SUPPLIED PASSAGE:
● ● ● ●

Some of my best friends
would get tapes,
or they would get dubs of
the tapes that I would make.
Too Black Guys clothing store,
they were probably
the first place that I ever
put any tapes for sale.
They're selling out so quick
at Too Black Guys,
there's other places
I can start selling them.
You know,
there's barbershops, there's--
and then, there's a couple
of record stores,
Play De Record and Traxx.
I went and saw Eugene
one fateful day,
and it kind of blew up
from there.
He came to our store
and he liked what we were doing,
and became friends,
and he kind of hooked me up
with some guys in New York.
You know, those guys kept me
abreast with some of the music.
He literally
was like, "Yo, sold out.
"Yo, I need more, I need more."
And the one advantage
that I had,
and I think that might
have been above and beyond
all the other guys,
is I had a radio show.
The Mastermind Street Jam.
Str-Street Jam!
And so I used
my radio show to promote
that I had tapes and where
they were being sold.
They just started to fly
out of Eugene's store.
And so, even in hindsight,
the majority, like the most,
were being sold out
of Play De Record.
We continue
with the freestyles.
This is part of the
Let's Make a Record Deal series
that's on the album representing
Scar Town, Scar City,
Citizen Kane, y'all.
At that point,
Play De was also a ticket spot.
Any type of event or party
that was happening in the city,
"Tickets available at..."

● ● ● ●

MATERIAL:
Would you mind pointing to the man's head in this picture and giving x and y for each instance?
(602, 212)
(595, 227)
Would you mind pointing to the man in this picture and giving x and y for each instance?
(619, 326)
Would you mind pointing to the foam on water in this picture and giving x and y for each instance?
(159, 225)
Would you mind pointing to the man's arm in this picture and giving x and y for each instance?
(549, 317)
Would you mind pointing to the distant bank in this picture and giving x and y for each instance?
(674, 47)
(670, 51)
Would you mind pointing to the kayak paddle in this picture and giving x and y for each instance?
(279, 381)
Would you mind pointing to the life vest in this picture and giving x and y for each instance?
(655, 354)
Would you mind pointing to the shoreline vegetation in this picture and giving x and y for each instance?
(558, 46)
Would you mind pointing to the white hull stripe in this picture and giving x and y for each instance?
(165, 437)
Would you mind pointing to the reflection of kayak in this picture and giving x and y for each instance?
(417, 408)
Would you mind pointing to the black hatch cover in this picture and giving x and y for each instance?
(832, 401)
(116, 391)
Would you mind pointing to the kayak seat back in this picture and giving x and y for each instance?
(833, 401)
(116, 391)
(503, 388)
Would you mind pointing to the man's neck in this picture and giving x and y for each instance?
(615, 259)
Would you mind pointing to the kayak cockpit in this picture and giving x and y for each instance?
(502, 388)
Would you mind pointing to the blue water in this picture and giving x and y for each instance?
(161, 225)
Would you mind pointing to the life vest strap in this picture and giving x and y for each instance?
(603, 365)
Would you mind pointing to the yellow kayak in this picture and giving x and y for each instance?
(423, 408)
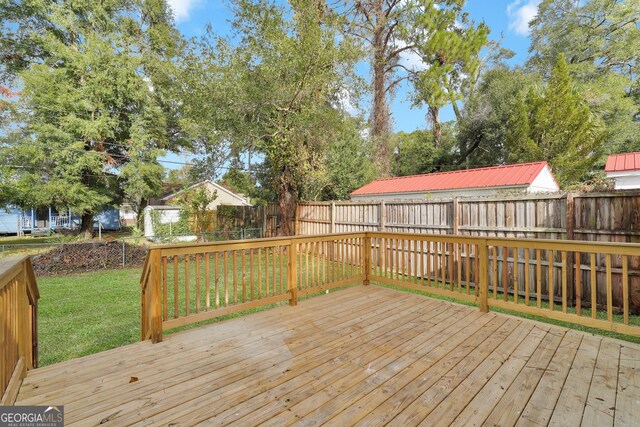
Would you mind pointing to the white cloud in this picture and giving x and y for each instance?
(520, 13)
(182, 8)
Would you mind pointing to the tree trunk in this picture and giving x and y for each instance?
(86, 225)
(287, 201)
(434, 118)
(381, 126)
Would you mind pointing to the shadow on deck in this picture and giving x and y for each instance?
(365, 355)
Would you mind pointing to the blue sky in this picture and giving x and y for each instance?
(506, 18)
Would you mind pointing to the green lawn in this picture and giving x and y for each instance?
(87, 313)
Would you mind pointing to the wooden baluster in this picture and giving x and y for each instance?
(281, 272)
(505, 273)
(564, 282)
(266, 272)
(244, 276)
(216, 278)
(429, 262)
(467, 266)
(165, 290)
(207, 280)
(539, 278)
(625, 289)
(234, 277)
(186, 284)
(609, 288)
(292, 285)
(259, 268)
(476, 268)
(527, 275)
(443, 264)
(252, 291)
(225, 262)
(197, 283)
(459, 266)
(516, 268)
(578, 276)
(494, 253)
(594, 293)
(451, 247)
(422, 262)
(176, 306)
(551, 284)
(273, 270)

● ● ● ●

REQUIRED WORK:
A. In the account of selling mixtapes, what was the name of the speaker's radio show?
B. Resume the account of selling mixtapes from the point where it stops.

FINAL ANSWERS:
A. The Mastermind Street Jam.

B.
The first place
they would say on any roll,
any commercial you heard,
the first name you'd always hear
is "Play De Record."
It was central.
Everybody knew where it was.
It didn't matter
if I was doing a reggae show
or if I was doing a hip-hop show
or if I was just doing a dance,
if I sold tickets and I put them
on sale with Eugene,
I would have to go back
to restock that store.
It wasn't uncommon
for me to take tickets
from other stores
and give them to Eugene.
You know, I'm call Shanti Baba
on Queen Street,
"How many tickets do you
have left for Erykah Badu?"
"40, but don't--
people are coming!
"People are calling, dude!"
And I'm like,
"I need, like, 30 of them."
He's like, "Let me guess,
you're giving them to Eugene?"
I'm like, "Yeah."
Eugene didn't
just make money
and make a business
out of selling records.
That's a good part of it,
but the other big part of it
is selling tickets to parties.
You have, like, 20, 30,
maybe even 50 promoters
that were doing parties
all the way from Hamilton
to Pickering, to Ajax,
to even Whitby, doing parties.
They're bringing everybody
into this space,
and from that space
they're buying records.
But what else are they doing
when they're
coming in the store?
If they're not a DJ,
they're buying mixtapes.
So now you've got all
these regular masses
coming into a shop to buy
tickets to the regular parties
they want to go to,
but then while they're there
they're gonna see,
"Oh, the same DJ
"that I'm gonna go to
their party has a mixtape,
"Baby Blue Soundcrew."
Like, that's how it's all
an ecosystem, and Play De Record
is the hub of it,
which is crazy.
The sounds
and energy and all that
at Play De Record were,
it was a distinctly
different energy on a Thursday
because that's when
all the new records came in.
The other stores
did Friday,
but I wanted to
have a jump on them,
so I decided to try and get
the music on Thursday
before those guys,
then I have a day.
And I would go and rush down,
go and pick it up,
bring it back,
and then I have it before them.
Then everybody caught on
and they started
doing it on Thursdays.
So, that's how Thursdays
became well-known, right?
We learned
that new records came out
on Thursdays.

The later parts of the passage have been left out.